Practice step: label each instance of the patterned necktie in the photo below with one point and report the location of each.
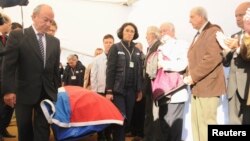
(196, 37)
(3, 39)
(40, 41)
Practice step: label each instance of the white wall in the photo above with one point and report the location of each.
(82, 24)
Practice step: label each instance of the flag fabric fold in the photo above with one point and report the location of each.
(79, 112)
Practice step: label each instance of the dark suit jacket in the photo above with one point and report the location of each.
(205, 64)
(25, 60)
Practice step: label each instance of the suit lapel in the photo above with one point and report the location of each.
(49, 47)
(32, 40)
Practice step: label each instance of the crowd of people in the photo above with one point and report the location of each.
(31, 72)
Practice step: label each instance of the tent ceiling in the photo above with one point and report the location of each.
(124, 2)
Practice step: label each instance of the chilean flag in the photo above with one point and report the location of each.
(79, 112)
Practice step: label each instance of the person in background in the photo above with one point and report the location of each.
(87, 84)
(124, 76)
(238, 84)
(153, 39)
(137, 121)
(16, 26)
(74, 72)
(171, 112)
(52, 31)
(98, 78)
(204, 73)
(53, 28)
(30, 78)
(6, 111)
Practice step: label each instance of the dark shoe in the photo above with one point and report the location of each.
(1, 138)
(136, 138)
(6, 134)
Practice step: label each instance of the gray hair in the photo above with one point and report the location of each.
(169, 25)
(200, 11)
(38, 8)
(154, 30)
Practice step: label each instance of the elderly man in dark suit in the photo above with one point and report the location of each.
(34, 57)
(205, 74)
(238, 86)
(5, 110)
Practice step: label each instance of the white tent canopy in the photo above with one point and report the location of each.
(83, 23)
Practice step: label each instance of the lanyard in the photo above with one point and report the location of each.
(131, 63)
(130, 54)
(73, 72)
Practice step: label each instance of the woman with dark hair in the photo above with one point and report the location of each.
(124, 76)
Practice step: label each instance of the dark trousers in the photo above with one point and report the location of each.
(125, 103)
(149, 119)
(31, 122)
(6, 113)
(137, 121)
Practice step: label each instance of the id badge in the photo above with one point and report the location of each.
(131, 64)
(73, 77)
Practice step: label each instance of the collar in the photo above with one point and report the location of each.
(202, 27)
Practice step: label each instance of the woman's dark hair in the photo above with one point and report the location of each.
(120, 30)
(16, 25)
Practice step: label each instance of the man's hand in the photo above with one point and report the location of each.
(188, 80)
(109, 97)
(10, 99)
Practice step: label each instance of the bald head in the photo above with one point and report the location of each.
(240, 11)
(42, 17)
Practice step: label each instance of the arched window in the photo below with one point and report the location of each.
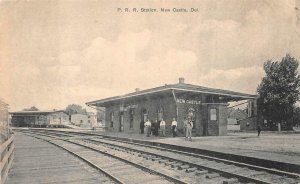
(131, 113)
(160, 113)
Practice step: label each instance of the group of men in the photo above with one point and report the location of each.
(152, 128)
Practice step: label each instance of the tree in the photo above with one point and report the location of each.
(33, 108)
(279, 90)
(75, 109)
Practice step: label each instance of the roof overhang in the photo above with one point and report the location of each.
(240, 96)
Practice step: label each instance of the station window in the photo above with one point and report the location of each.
(213, 114)
(112, 119)
(131, 113)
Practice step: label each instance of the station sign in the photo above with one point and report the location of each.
(188, 101)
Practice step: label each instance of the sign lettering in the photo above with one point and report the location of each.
(188, 101)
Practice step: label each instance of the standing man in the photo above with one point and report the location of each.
(156, 124)
(148, 127)
(189, 128)
(174, 126)
(142, 126)
(185, 122)
(163, 127)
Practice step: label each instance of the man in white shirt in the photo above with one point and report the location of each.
(189, 130)
(174, 126)
(148, 127)
(163, 127)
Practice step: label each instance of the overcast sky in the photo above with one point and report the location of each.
(55, 53)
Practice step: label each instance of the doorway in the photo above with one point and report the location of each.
(121, 127)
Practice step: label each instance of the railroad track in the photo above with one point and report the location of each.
(187, 168)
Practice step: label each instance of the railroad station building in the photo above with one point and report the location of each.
(39, 118)
(206, 107)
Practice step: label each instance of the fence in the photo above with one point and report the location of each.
(7, 155)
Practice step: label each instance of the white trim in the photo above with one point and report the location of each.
(171, 88)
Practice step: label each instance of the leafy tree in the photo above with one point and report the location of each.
(33, 108)
(75, 109)
(279, 89)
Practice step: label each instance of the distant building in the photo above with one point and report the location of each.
(4, 121)
(206, 107)
(39, 118)
(237, 114)
(88, 120)
(80, 120)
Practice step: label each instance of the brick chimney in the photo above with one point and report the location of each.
(181, 80)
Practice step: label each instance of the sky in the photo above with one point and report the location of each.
(55, 53)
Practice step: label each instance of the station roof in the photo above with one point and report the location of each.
(181, 87)
(35, 112)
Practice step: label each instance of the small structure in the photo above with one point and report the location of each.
(4, 121)
(39, 118)
(206, 107)
(88, 120)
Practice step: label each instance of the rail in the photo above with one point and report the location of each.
(6, 156)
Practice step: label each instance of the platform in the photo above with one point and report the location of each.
(37, 161)
(273, 146)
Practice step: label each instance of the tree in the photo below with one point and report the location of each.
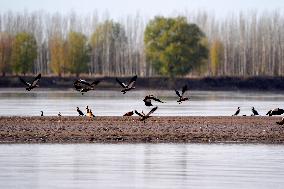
(5, 52)
(58, 54)
(174, 46)
(77, 53)
(216, 56)
(24, 53)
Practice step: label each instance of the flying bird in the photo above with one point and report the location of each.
(83, 86)
(280, 122)
(129, 113)
(80, 112)
(148, 100)
(237, 112)
(143, 116)
(181, 97)
(33, 84)
(254, 111)
(276, 111)
(130, 86)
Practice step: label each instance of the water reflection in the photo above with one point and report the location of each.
(141, 166)
(113, 103)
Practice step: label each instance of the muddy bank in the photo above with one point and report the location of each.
(162, 83)
(130, 129)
-----
### What is needed:
Repeat the records in full, precisely, and keep the pictures out.

### Response:
Practice step: label each instance of the patterned necktie in the photo below with one point and report the location of each.
(196, 37)
(3, 39)
(40, 41)
Practice step: label each instance of the white wall in the photo above with one point and report the location of each.
(82, 24)
Practice step: label each instance of the flag fabric fold in the photo above with one point and report the location of each.
(79, 112)
Practice step: label each instance of the dark suit jacket in the photo above with one point and report the location of each.
(205, 64)
(25, 60)
Practice step: label each instance of the suit lapel in the photo above with one point and report the location of each.
(49, 47)
(32, 40)
Practice step: label each instance of the crowd of people in the photo above with one point and report the location of each.
(31, 72)
Practice step: label each instance of the tent ceiling in the photo above with one point and report the location of each.
(124, 2)
Practice step: label each instance of the chilean flag in the photo above with one point and report the location of each.
(79, 112)
Practice step: label each instance of the person in background in the photo above with one point and report the location of each.
(87, 84)
(124, 76)
(238, 84)
(153, 39)
(137, 121)
(16, 26)
(74, 72)
(171, 112)
(52, 31)
(98, 78)
(204, 73)
(53, 28)
(30, 78)
(6, 111)
Practice step: label each instance of the dark shoe in the photo above with one point and report the location of each.
(1, 138)
(136, 138)
(6, 134)
Practice step: label each instance of the gray hair in the photo above with one point and report the location of each.
(169, 25)
(200, 11)
(38, 8)
(154, 30)
Practice step: label each instance of the elderly man in dark suit in the photo above with one point and report the location of each.
(34, 57)
(205, 74)
(238, 86)
(5, 110)
Practice step: label each instance of the white tent canopy in the photo above with one point and report the location of each.
(83, 23)
Practice step: label each instance of the lanyard in the photo above with one point and report the location of each.
(131, 63)
(130, 54)
(73, 72)
Practice step: label each instance of the woman with dark hair in the photo above with one point and report the location of each.
(124, 76)
Practice step: label each instance of the dark trousers in the photo above with one point and report the location of each.
(125, 103)
(149, 119)
(31, 122)
(6, 113)
(137, 121)
Practice step: label each instance of the id badge in the photo above with one point and report the location of each.
(131, 64)
(73, 77)
Practice step: label each instance of the collar in the photo above with one point and report the location of each.
(202, 27)
Practice step: label each instance of the woman's dark hair in the photo above with one point and report the location of each.
(120, 30)
(16, 25)
Practice step: label each instance of the man's hand in the photo above with one point and report the location of each.
(188, 80)
(109, 97)
(10, 99)
Practice step: label each instance of the bald head in the photo above with one point and report the location of each.
(240, 11)
(42, 17)
Practice step: label each instance of the arched window in the photo below with one point and report the location of each.
(131, 113)
(160, 113)
Practice step: label each instance of the group of men in the photo above with one point and report the location of each.
(152, 128)
Practice step: label each instance of the tree in the photo above with one point and report the location of each.
(33, 108)
(279, 90)
(75, 109)
Practice step: label each instance of the roof overhang in the photo above with one point and report the location of each.
(240, 96)
Practice step: label each instance of the station window in the photo above with one point and report the location of each.
(213, 114)
(112, 119)
(131, 113)
Practice step: label each instance of the station sign in the photo above with one point and report the location of each.
(188, 101)
Practice step: label each instance of the sign lettering in the photo above with one point and report the location of each.
(188, 101)
Practice step: label each instance of the standing man in the photo above with one point and report the location of each.
(156, 124)
(148, 127)
(189, 128)
(174, 126)
(142, 126)
(185, 122)
(163, 127)
Practice step: label each instance of the man in white shirt in the photo above with one point and report the location of each.
(189, 130)
(174, 126)
(148, 127)
(163, 127)
Practice step: label each instance of the overcast sky in the photo above with one point and report the location of each.
(55, 53)
Practice step: label each instance of the doorway in the photo above with one point and report the location of each.
(121, 127)
Practice step: label each instance of the railroad track in the photo above with one point and report the location of each.
(187, 168)
Practice step: label each instance of the railroad station building in the photo above with one point and report the location of each.
(39, 118)
(206, 107)
Practice step: label each instance of the fence in the photo above with one point and report the location of each.
(7, 155)
Practice step: label each instance of the white trim in the photo above with one point and report the location of each.
(171, 88)
Practice step: label each instance of the leafy tree in the photo above with one point and report the location of each.
(33, 108)
(75, 109)
(279, 89)
Practice step: label each instance of the distant building in the photo above with one point and report the location of each.
(4, 121)
(206, 107)
(39, 118)
(237, 114)
(88, 120)
(80, 120)
Practice step: label each instance of the brick chimney in the photo above with one point and report the location of each.
(181, 80)
Practice step: label each instance of the sky in the photo above with one point and report the location of each.
(55, 53)
Practice step: label each instance of the station roof in the photo above with one point and report the location of each.
(181, 87)
(35, 112)
Practice step: label each instance of the small structure in the photo above with one point and report the location of each.
(4, 121)
(39, 118)
(206, 107)
(88, 120)
Practice step: label each instance of the rail in the photo above with one point and report the location of each.
(6, 156)
Practice step: label each instance of the platform in the photo above with one point and report the location of each.
(37, 161)
(273, 146)
Practice step: label each instance of the tree in the photo below with one point and report the location of each.
(5, 52)
(58, 54)
(174, 46)
(77, 53)
(216, 56)
(24, 53)
Practice step: label each instance of the flying bird in the photo above with one point and report the location of each.
(83, 86)
(280, 122)
(129, 113)
(80, 112)
(148, 100)
(237, 112)
(143, 116)
(181, 97)
(33, 84)
(254, 111)
(276, 111)
(130, 86)
Practice step: label each instance of the water reflection in the photo above with one point and report the location of each.
(141, 166)
(113, 103)
Practice step: label each instance of the muddy bank in the photo above with one point and report the location of each.
(162, 83)
(130, 129)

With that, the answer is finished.